> [Explore the material]:
• 1. In the comment thread, reproduce the part that opens with the words containing "He had a pool" and closes with "with the answers.".
• 2. Render this sentence from the comment thread in Spanish: "He had a pool of 4 or 5 A+ ladies who worked out the answers for him in class."

> [Document section]:
========================

  1. Really enjoyed this series. Thank you for sharing it with us.

    A tiny typo in the first sentence, so sharing it with you. “Faceing”

      • Thanks Bjorn. Sorry I was not clear. Faceing is the typo. Facing is the correct spelling. Now the typo appears twice 😳

          • After having seen how the ladies in school (the A+ type) were so good at language, I decided they invented it.

            We had one class where the biology class teacher had to teach English without an answer book (new school, needed bodies and he had a 2nd in English).

            He had a pool of 4 or 5 A+ ladies who worked out the answers for him in class.

            He would call a friend who was an English teach and had the book with the answers.

            They were never wrong.

            The rest of us were happy to pass with a C.
========================
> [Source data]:
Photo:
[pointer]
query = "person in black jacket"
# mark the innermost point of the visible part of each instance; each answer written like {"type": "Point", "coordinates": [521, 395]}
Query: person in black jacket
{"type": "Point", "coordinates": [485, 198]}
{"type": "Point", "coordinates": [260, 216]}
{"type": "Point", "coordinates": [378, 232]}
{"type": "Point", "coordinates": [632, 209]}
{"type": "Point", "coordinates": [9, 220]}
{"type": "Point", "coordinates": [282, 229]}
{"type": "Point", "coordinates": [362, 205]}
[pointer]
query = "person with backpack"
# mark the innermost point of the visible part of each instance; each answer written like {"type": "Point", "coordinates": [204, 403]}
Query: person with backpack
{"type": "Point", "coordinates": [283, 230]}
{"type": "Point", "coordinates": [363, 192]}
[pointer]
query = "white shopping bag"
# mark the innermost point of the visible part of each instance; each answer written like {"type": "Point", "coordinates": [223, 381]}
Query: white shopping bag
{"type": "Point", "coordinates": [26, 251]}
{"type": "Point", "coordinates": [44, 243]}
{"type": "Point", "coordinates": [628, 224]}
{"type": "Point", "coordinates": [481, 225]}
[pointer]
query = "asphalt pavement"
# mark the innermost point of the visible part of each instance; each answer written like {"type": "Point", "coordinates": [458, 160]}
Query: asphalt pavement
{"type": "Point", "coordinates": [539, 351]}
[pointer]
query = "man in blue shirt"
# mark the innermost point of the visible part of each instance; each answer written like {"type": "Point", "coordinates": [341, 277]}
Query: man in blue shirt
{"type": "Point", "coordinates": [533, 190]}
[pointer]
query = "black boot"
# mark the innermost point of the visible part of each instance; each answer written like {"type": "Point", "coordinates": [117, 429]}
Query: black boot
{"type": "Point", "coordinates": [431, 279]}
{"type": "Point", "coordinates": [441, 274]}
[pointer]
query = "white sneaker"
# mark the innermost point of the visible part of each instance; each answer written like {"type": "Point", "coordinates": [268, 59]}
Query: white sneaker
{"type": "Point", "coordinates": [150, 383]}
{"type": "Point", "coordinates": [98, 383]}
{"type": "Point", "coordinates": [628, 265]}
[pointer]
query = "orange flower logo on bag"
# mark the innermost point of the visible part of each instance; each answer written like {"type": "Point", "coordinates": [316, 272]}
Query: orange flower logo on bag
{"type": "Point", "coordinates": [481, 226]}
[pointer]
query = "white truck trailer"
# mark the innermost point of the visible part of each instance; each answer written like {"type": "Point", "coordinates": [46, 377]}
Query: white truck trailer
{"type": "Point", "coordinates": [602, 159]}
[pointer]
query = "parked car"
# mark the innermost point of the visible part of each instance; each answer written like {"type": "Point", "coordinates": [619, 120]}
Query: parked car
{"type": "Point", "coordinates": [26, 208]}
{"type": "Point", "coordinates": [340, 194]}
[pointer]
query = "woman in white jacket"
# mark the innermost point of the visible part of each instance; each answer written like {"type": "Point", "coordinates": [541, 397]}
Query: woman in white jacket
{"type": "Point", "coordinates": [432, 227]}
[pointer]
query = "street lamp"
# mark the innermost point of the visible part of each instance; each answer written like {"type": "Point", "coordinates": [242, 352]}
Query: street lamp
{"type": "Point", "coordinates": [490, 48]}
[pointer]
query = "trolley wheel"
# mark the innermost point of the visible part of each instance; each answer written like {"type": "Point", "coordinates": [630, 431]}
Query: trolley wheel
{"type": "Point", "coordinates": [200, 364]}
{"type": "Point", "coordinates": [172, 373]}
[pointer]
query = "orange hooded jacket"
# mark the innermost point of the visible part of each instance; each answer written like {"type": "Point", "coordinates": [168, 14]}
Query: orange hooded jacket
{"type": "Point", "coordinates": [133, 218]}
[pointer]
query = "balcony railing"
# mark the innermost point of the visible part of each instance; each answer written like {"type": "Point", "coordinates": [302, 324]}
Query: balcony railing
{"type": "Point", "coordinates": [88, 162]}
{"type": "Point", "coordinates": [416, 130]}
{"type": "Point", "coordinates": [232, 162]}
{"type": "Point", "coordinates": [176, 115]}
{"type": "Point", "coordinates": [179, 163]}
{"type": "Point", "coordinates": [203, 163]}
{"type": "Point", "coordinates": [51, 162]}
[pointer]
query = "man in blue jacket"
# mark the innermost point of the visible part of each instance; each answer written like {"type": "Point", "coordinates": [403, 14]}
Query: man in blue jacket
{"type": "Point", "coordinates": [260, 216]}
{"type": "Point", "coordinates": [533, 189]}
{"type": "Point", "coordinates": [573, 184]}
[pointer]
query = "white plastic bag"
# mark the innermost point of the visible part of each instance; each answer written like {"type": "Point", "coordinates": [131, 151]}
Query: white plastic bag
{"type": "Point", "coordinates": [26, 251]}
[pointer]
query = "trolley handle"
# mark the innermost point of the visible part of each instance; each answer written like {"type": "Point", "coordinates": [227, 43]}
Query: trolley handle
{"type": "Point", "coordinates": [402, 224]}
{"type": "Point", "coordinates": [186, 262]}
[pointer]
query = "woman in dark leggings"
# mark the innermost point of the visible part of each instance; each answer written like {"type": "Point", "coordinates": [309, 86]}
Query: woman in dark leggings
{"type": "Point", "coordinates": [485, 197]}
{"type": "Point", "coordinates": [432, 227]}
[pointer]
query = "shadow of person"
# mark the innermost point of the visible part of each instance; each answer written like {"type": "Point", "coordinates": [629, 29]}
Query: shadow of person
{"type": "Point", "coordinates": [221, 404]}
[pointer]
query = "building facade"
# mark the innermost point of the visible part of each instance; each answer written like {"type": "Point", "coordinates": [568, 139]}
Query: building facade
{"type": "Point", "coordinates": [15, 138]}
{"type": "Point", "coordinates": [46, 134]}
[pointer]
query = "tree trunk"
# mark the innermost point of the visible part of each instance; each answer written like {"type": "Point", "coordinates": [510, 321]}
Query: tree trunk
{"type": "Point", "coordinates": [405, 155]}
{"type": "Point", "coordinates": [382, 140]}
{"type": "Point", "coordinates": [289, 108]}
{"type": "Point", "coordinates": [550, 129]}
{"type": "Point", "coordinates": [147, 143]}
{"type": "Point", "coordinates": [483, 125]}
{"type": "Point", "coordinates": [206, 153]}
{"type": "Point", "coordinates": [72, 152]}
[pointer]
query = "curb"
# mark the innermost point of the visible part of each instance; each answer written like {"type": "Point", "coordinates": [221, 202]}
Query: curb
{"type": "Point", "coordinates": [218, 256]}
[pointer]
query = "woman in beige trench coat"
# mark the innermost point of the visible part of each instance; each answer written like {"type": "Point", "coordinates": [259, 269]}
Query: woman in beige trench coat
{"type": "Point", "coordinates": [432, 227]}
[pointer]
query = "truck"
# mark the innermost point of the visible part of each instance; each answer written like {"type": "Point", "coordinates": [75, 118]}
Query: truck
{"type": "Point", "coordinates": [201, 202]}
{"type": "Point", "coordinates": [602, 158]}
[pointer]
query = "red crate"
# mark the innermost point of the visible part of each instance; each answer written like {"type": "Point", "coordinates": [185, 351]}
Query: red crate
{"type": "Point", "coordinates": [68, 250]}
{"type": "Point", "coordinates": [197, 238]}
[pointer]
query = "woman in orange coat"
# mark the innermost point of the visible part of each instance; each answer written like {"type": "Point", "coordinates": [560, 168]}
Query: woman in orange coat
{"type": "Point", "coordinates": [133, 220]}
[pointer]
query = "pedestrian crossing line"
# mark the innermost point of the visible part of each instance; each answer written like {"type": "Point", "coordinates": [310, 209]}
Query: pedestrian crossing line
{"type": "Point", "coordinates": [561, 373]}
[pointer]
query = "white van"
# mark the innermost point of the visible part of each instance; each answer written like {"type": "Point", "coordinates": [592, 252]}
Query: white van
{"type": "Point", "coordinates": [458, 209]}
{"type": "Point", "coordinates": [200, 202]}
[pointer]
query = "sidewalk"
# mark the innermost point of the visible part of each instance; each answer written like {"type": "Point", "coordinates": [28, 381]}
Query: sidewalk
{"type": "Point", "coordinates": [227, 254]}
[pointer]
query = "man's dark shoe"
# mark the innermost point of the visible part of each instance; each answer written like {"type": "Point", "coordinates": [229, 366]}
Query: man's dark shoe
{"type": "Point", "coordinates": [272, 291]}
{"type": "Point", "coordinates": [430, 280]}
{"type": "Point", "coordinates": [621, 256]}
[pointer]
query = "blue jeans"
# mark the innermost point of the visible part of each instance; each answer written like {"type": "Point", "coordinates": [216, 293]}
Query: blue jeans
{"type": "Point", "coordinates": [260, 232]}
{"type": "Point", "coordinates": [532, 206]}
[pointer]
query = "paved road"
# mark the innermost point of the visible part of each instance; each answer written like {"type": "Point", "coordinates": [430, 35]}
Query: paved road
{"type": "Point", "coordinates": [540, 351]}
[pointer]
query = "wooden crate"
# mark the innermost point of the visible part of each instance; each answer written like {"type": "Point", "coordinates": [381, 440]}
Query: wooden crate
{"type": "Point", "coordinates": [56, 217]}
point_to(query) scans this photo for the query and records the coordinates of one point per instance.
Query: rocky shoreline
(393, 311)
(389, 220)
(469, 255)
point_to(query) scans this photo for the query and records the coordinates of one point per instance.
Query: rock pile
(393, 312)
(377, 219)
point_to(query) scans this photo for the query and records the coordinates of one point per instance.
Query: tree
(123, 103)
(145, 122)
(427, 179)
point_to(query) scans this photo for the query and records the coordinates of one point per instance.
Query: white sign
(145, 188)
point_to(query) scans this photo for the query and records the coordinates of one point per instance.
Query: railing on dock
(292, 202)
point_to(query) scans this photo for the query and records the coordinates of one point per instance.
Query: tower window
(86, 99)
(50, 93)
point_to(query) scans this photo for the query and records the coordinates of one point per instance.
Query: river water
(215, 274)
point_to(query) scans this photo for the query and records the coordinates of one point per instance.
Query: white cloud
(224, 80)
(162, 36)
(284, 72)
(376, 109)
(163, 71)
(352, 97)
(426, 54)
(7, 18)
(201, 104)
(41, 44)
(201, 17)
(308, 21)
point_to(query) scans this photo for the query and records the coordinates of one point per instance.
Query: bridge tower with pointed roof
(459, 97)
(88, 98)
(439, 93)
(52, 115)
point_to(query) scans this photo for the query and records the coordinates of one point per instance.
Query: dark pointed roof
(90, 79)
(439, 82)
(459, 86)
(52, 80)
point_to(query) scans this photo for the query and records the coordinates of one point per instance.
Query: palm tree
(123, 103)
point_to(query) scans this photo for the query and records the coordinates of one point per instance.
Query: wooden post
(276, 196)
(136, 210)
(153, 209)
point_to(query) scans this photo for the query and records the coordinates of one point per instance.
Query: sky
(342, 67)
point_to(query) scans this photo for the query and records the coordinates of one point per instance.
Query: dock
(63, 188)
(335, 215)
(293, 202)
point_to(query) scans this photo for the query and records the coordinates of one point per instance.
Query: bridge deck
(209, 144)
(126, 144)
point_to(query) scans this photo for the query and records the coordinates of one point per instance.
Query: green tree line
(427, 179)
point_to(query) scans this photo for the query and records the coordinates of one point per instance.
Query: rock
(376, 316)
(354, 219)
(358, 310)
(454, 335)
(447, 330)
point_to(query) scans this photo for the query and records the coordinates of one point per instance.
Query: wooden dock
========================
> [Responses per task]:
• 1.
He had a pool of 4 or 5 A+ ladies who worked out the answers for him in class.

            He would call a friend who was an English teach and had the book with the answers.

• 2. Tenía un grupo de 4 o 5 chicas de nivel A+ que le resolvían las respuestas en clase.